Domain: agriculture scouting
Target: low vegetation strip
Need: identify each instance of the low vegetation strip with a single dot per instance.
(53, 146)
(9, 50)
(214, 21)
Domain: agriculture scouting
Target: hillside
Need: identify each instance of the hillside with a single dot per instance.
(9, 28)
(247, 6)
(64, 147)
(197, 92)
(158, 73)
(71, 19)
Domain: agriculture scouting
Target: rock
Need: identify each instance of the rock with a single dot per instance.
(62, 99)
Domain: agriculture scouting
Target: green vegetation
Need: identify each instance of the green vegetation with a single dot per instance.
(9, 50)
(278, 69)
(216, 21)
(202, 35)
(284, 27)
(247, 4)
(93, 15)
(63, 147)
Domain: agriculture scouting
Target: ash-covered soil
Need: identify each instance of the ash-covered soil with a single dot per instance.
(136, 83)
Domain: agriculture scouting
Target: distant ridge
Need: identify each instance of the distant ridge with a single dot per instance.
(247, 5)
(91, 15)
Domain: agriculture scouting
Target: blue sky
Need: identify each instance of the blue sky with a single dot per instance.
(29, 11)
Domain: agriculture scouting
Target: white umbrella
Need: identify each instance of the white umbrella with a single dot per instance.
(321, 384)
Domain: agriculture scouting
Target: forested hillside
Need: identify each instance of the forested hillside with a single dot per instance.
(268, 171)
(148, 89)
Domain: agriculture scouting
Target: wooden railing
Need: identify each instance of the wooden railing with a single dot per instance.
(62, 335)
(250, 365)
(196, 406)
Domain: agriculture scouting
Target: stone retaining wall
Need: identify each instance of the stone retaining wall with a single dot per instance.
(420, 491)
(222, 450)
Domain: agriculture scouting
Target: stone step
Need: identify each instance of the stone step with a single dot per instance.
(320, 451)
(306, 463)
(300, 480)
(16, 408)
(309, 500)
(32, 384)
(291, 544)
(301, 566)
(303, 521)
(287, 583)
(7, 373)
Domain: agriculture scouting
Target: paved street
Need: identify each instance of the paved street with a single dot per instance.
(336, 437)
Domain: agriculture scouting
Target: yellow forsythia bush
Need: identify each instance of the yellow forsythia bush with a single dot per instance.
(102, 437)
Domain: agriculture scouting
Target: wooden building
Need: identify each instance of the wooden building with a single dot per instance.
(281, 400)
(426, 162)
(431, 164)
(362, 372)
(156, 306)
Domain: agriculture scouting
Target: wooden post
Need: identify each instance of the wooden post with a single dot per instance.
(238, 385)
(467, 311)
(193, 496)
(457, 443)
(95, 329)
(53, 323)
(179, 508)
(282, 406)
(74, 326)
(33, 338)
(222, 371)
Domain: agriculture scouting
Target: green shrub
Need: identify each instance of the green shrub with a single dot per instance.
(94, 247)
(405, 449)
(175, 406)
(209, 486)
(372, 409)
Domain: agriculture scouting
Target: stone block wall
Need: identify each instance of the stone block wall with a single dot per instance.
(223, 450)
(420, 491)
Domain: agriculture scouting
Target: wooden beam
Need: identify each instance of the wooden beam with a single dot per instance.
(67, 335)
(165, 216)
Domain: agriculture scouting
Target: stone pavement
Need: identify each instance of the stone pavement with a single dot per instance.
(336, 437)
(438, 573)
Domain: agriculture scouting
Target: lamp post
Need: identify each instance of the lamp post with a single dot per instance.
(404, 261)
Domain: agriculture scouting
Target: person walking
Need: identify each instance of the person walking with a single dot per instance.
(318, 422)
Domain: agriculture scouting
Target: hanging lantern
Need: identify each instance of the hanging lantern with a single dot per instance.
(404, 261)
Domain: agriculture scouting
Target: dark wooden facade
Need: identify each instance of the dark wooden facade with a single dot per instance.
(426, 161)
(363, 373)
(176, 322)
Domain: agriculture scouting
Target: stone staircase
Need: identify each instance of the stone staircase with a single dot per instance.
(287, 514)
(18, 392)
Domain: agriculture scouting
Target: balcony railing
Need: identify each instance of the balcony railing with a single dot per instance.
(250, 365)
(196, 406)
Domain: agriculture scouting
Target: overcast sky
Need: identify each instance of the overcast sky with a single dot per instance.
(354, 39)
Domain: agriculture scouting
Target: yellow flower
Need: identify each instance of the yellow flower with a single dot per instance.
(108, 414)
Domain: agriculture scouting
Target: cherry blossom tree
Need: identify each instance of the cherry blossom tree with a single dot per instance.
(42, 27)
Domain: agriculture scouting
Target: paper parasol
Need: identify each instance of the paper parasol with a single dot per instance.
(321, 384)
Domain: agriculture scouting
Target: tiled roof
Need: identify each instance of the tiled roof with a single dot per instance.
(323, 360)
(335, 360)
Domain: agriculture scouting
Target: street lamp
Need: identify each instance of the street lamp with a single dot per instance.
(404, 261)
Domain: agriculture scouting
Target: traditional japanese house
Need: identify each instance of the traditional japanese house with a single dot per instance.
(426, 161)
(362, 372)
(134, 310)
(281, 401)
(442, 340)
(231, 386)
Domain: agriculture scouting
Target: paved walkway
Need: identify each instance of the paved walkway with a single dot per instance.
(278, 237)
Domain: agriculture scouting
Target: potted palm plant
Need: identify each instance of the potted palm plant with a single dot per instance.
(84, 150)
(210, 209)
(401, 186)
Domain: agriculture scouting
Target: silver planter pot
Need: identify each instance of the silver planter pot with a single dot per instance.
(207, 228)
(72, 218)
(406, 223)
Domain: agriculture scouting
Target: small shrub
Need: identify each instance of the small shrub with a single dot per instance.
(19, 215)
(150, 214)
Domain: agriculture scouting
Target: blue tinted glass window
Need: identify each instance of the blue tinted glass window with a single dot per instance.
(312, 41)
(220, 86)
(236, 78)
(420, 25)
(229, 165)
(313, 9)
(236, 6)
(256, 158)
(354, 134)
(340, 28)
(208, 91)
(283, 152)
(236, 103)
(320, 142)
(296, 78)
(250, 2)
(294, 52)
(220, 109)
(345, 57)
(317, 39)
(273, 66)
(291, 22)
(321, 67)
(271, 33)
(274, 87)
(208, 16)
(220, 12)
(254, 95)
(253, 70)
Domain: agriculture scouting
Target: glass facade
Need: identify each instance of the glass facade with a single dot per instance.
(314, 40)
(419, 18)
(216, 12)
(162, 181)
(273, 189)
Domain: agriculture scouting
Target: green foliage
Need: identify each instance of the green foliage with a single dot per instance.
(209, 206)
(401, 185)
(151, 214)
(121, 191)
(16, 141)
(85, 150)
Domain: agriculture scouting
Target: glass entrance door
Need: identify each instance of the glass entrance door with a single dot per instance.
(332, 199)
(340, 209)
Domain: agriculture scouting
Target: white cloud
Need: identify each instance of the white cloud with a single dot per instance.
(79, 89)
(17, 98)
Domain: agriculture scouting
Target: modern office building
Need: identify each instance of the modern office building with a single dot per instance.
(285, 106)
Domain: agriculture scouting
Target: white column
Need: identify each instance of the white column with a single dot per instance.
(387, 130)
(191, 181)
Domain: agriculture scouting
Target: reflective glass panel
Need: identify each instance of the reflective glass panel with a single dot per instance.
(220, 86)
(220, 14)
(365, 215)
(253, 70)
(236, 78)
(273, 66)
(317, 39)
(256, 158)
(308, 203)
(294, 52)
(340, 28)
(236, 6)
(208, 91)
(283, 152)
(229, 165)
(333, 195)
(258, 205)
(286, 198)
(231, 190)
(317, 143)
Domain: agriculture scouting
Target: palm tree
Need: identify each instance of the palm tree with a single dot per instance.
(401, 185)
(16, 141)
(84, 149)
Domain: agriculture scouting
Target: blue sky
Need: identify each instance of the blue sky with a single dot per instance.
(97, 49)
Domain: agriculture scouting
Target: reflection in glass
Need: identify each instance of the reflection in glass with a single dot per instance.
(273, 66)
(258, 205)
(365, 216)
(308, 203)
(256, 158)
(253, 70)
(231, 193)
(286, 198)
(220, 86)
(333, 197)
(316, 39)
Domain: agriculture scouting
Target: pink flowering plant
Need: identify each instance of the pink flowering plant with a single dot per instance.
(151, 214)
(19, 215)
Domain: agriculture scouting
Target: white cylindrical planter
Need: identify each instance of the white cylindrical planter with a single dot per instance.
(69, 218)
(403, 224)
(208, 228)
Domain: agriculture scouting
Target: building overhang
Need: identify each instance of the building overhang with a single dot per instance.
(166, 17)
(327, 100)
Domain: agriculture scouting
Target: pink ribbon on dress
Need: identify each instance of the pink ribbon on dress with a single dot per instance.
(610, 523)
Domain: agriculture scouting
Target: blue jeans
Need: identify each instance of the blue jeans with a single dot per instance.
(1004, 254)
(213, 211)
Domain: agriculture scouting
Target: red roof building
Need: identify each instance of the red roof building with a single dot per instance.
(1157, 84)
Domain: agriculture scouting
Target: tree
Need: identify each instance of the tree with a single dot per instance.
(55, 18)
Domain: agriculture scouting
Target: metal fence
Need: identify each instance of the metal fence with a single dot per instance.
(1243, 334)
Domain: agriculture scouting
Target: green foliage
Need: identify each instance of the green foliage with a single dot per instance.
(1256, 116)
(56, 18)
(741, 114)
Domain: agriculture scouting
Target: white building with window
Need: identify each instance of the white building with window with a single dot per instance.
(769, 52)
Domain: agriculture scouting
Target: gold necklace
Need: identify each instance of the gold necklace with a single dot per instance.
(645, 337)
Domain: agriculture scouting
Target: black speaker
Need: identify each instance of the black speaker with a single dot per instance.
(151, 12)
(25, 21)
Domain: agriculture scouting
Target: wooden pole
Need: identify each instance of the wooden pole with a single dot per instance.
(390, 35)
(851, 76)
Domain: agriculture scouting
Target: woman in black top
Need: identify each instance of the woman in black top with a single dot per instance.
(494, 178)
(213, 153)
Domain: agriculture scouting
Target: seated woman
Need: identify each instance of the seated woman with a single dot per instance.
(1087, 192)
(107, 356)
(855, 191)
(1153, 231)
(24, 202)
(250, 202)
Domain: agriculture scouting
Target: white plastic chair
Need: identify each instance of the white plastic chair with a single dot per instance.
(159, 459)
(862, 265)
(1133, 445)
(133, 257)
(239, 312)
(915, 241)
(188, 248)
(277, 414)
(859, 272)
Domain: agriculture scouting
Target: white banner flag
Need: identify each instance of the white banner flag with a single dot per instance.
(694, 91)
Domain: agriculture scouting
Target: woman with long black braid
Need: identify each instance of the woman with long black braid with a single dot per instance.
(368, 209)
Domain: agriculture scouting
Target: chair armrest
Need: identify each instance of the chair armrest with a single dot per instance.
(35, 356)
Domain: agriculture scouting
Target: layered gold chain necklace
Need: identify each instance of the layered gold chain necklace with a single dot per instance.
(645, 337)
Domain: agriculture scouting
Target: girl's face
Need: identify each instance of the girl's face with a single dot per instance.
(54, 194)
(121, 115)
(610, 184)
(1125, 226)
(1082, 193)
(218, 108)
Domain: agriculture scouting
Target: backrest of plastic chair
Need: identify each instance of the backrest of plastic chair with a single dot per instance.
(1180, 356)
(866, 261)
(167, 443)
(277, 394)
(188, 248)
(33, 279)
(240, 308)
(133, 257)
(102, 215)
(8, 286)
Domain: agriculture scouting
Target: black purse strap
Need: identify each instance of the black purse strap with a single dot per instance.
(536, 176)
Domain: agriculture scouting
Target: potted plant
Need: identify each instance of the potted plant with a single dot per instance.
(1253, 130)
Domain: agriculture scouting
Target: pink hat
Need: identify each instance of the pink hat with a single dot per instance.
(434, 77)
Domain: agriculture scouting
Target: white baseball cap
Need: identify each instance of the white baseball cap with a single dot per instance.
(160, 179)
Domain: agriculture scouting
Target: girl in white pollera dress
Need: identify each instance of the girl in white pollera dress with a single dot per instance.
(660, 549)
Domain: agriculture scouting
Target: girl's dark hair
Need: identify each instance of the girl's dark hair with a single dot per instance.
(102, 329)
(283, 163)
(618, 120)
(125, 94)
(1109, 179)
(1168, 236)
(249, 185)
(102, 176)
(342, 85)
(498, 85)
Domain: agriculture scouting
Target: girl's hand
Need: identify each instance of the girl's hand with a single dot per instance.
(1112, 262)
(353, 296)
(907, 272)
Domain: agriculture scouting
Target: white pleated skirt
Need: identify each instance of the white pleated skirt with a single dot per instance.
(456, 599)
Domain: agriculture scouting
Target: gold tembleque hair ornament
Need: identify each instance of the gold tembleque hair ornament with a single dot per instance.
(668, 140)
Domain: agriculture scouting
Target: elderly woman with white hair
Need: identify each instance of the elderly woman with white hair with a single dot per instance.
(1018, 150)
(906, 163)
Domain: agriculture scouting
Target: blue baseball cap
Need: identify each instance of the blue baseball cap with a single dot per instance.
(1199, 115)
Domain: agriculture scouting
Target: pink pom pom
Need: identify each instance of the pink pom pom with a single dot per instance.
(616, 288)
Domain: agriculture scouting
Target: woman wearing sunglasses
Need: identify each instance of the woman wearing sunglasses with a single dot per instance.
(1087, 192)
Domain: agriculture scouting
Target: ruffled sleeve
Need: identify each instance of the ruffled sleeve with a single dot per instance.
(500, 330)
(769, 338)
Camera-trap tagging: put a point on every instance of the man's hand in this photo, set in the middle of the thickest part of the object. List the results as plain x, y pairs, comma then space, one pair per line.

━━━━━━━━━━━━━━━━━━━━

▸ **Action item**
Return exactly the lines that run from the top of the listing above to the line containing "Target: forested hillside", please, keeping both end lines and leaving out everything else.

▸ **Response to this exercise**
Domain: agriculture scouting
Target: low vegetation strip
Need: identify each instance of the low vegetation strip with a single dot per instance.
(53, 146)
(9, 50)
(214, 21)
Domain: agriculture scouting
Target: hillside
Need: identify each instance of the hillside with a single dot per instance.
(9, 28)
(247, 6)
(64, 147)
(197, 92)
(158, 73)
(71, 19)
Domain: agriculture scouting
Target: rock
Need: identify each instance of the rock with a single dot per instance.
(62, 99)
Domain: agriculture scouting
Target: green vegetation
Need: identify each instance of the green vegetation with a single dot per instance.
(9, 50)
(278, 69)
(216, 21)
(202, 35)
(284, 27)
(247, 4)
(93, 15)
(63, 147)
Domain: agriculture scouting
Target: ash-covered soil
Need: identify each instance of the ash-covered soil with a single dot per instance.
(136, 83)
Domain: agriculture scouting
Target: distant ridge
Need: identify each instance of the distant ridge with a single dot per instance.
(247, 5)
(91, 15)
Domain: agriculture scouting
Target: blue sky
Need: identify each instance of the blue sky with a single dot per instance.
(29, 11)
Domain: agriculture scouting
Target: white umbrella
Need: identify each instance of the white umbrella with a single dot per instance.
(321, 384)
Domain: agriculture scouting
Target: forested hillside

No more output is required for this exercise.